--- DATA FOR THE TASK ---
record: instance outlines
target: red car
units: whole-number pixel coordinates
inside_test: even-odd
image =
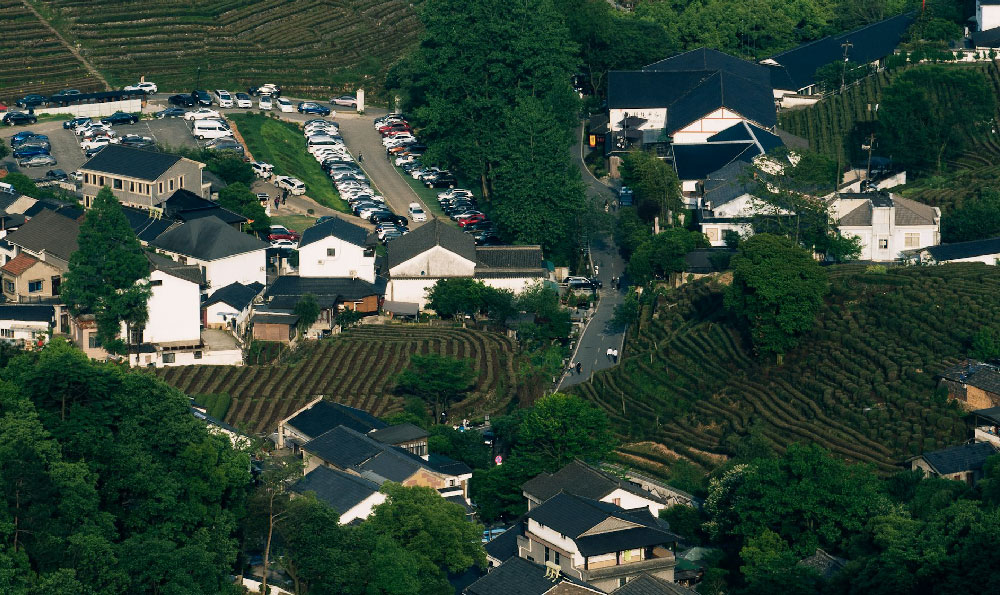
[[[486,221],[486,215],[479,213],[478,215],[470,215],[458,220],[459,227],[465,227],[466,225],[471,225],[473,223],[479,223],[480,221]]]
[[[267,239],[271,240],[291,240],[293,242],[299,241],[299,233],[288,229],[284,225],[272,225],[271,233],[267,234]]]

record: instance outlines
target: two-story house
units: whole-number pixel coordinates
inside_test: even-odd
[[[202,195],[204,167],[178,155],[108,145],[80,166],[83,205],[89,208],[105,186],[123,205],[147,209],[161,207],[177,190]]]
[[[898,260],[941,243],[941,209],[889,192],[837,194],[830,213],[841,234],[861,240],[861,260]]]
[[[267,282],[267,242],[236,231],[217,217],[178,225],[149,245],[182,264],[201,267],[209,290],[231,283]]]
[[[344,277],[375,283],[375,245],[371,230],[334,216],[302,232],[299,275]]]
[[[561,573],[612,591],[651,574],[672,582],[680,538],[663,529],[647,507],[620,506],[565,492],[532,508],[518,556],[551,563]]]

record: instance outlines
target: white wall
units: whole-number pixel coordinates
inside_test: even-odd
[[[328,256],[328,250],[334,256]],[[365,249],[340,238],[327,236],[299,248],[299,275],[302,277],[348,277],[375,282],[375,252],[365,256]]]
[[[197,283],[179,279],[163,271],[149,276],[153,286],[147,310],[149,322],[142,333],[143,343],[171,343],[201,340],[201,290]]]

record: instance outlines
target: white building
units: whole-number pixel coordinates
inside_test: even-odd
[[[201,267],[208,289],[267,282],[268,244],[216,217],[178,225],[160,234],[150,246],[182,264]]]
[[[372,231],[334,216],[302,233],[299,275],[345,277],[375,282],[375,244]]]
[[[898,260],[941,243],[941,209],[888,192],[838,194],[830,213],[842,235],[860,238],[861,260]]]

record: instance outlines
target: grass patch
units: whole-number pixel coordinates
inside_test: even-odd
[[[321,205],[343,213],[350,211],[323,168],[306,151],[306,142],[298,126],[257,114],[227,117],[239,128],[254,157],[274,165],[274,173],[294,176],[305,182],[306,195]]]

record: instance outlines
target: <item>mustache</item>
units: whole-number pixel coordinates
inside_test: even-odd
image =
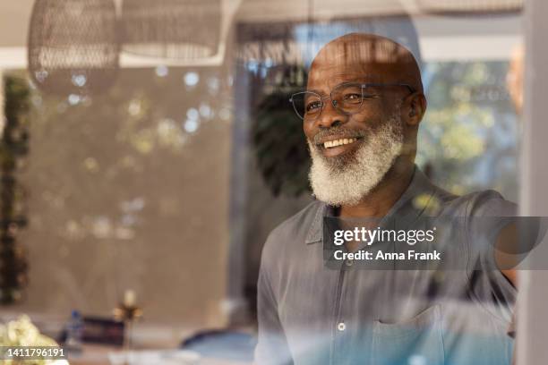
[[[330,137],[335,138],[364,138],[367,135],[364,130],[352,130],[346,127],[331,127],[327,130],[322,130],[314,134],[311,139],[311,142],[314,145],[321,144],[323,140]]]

--- EXERCISE OBJECTIVE ---
Recast all the lines above as a JSON list of strings, one string per line, with blank lines dropped. Leave the pictures out.

--- RESULT BELOW ---
[
  "record: instance outlines",
  "target: red car",
  "units: whole-number pixel coordinates",
  "inside_test: even-odd",
  "image =",
  "[[[486,221],[486,215],[479,213],[478,215],[470,215],[458,220],[459,227],[465,227],[466,225],[471,225],[473,223],[479,223],[480,221]]]",
  "[[[267,239],[271,240],[291,240],[293,242],[299,241],[299,233],[288,229],[284,225],[272,225],[271,233],[267,234]]]",
  "record: instance outlines",
  "target: two-story house",
  "units: whole-number pixel coordinates",
  "inside_test: even-odd",
  "[[[202,195],[204,167],[178,155],[108,145],[80,166],[83,205],[89,208],[105,186],[123,205],[147,209],[161,207],[177,190]]]",
  "[[[898,260],[941,243],[941,209],[889,192],[837,194],[830,213],[841,234],[861,240],[861,260]]]",
  "[[[267,282],[267,242],[236,231],[217,217],[178,225],[149,245],[182,264],[201,267],[209,290],[231,283]]]",
  "[[[344,277],[375,283],[375,245],[371,230],[334,216],[302,232],[299,275]]]",
  "[[[561,573],[612,591],[651,574],[672,582],[680,538],[663,529],[647,507],[620,506],[565,492],[532,508],[518,556],[551,563]]]",
  "record: instance outlines",
  "target: white wall",
  "units: whole-number pixel coordinates",
  "inside_test: even-odd",
  "[[[328,256],[328,250],[334,256]],[[365,249],[340,238],[327,236],[299,248],[299,275],[302,277],[348,277],[375,282],[375,252],[365,256]]]",
  "[[[197,283],[179,279],[163,271],[149,276],[153,286],[147,310],[149,322],[142,333],[143,343],[171,343],[201,340],[201,290]]]",
  "record: instance outlines",
  "target: white building",
  "units: whole-number pixel coordinates",
  "inside_test: even-odd",
  "[[[201,267],[208,289],[267,282],[268,244],[216,217],[178,225],[160,234],[150,246],[182,264]]]",
  "[[[372,231],[334,216],[302,233],[299,275],[345,277],[375,282],[375,244]]]",
  "[[[898,260],[941,243],[941,209],[888,192],[838,194],[830,213],[842,235],[860,238],[861,260]]]",
  "record: instance outlines",
  "target: grass patch",
  "units: whole-number pixel coordinates",
  "inside_test: even-odd",
  "[[[321,205],[343,213],[350,211],[323,168],[306,151],[306,142],[298,126],[257,114],[227,117],[239,128],[254,157],[274,165],[274,173],[294,176],[305,182],[306,195]]]",
  "record: instance outlines",
  "target: <item>mustache</item>",
  "units: whole-number pixel coordinates",
  "inside_test: even-odd",
  "image =",
  "[[[330,137],[335,138],[364,138],[367,135],[364,130],[352,130],[346,127],[331,127],[327,130],[322,130],[314,134],[311,139],[311,142],[314,145],[321,144],[323,140]]]"
]